▼

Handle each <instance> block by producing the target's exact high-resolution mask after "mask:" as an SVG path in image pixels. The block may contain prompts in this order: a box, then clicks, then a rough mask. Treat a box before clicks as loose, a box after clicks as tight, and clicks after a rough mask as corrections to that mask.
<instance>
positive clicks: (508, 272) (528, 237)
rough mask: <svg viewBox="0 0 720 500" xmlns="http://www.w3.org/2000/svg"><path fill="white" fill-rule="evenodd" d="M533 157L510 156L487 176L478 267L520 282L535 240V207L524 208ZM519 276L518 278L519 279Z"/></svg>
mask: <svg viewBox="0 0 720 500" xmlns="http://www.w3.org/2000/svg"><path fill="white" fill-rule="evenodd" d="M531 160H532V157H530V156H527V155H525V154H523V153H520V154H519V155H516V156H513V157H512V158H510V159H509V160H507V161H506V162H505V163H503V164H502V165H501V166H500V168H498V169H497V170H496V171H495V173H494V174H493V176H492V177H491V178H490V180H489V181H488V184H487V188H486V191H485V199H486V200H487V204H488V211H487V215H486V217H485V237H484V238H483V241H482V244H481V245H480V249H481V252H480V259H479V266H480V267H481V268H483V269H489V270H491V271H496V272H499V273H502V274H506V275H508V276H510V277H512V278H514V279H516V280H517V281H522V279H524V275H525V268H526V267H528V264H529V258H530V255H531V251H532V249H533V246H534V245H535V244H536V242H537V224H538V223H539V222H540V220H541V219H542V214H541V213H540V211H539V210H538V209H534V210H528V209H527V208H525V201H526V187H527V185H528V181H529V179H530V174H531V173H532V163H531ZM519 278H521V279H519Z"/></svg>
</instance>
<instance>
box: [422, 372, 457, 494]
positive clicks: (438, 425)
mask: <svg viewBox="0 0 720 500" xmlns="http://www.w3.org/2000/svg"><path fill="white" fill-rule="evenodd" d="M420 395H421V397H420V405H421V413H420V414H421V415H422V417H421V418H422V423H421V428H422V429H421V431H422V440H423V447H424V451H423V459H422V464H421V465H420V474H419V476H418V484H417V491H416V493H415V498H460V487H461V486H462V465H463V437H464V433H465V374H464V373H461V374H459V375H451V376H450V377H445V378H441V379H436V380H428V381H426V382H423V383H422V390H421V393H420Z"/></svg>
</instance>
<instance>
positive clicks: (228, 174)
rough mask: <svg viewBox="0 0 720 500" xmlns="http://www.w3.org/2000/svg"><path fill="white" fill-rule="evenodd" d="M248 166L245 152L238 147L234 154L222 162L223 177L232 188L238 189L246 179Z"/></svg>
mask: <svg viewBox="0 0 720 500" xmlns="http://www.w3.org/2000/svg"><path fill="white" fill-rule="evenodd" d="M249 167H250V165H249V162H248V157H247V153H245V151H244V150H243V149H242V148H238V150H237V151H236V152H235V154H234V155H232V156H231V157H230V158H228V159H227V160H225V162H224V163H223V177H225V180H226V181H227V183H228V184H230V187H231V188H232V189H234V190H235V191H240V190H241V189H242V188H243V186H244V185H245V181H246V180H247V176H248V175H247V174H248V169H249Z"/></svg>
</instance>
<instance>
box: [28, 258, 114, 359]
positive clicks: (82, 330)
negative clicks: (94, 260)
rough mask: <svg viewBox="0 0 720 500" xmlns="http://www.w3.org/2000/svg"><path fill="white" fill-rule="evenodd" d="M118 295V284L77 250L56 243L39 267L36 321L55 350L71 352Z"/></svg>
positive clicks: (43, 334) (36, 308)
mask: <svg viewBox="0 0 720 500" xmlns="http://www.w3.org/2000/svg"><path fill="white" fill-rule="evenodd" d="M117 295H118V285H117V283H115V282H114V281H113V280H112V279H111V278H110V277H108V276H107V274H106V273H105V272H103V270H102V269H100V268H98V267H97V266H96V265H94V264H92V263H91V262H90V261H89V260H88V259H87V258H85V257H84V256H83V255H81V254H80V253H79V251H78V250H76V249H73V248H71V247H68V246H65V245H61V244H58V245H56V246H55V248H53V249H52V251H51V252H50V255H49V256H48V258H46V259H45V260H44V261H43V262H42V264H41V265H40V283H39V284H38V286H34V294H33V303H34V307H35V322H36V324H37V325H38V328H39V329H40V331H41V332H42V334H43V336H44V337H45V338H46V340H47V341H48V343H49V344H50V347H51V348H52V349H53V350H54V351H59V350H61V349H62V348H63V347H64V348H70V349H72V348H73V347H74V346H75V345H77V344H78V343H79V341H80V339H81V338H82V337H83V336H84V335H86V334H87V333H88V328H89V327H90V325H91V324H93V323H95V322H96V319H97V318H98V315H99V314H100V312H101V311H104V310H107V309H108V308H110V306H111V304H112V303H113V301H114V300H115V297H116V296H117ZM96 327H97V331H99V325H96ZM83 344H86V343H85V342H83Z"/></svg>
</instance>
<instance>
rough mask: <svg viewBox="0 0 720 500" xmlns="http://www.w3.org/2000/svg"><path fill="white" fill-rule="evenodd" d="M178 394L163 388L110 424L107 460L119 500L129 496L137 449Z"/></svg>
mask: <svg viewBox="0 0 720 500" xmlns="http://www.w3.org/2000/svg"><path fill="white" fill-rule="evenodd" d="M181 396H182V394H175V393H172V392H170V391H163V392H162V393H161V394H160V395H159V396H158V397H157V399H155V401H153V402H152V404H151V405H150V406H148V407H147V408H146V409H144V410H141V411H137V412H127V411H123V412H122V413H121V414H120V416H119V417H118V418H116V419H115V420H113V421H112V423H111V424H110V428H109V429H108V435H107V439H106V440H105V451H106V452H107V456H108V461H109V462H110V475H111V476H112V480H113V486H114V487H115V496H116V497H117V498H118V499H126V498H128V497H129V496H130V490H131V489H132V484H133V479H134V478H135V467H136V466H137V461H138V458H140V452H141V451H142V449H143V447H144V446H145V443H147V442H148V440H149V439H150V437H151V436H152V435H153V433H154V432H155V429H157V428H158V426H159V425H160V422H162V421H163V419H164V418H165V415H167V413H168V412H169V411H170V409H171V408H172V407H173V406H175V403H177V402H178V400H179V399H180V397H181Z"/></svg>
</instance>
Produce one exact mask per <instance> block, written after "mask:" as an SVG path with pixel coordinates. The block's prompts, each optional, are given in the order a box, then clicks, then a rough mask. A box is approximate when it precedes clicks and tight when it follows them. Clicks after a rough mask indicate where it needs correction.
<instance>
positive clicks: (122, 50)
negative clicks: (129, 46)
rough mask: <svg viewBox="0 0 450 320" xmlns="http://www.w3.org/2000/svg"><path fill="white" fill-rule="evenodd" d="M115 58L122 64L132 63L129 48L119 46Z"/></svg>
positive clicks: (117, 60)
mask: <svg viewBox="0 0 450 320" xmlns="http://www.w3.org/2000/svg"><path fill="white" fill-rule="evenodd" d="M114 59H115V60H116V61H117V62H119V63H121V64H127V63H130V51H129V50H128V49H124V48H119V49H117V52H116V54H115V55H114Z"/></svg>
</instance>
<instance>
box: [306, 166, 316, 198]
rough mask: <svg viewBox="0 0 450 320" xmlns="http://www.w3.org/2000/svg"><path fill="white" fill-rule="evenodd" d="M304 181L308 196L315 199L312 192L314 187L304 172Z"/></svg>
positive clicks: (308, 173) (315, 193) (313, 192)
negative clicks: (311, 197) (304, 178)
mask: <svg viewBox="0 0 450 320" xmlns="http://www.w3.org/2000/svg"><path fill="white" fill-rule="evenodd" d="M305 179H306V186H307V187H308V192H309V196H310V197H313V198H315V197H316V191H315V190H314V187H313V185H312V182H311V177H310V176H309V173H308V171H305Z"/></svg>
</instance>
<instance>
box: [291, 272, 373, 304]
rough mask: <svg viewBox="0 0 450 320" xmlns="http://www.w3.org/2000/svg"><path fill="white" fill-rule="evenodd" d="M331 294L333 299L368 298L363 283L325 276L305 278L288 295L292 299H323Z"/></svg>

▲

### WORK TO COMPLETE
Lines from the entries that contain the word "prompts" are what the answer must hold.

### TASK OUTPUT
Handle each <instance> block by producing the target's exact high-resolution mask after "mask:" as an SVG path in image pixels. The block may contain prompts in this order: a box, then clicks, then a rough mask. Treat a box before clicks as loose, a box after clicks as tight, and clicks after a rough mask as corrections to that mask.
Produce one exact mask per <instance> block, written after "mask:" as an SVG path with pixel coordinates. The block's prompts, each optional, are given in the order a box, then clicks, then a rough mask. A box is approximate when it precedes clicks and tight when it follows them. Clicks after a rough mask indicate where it needs correction.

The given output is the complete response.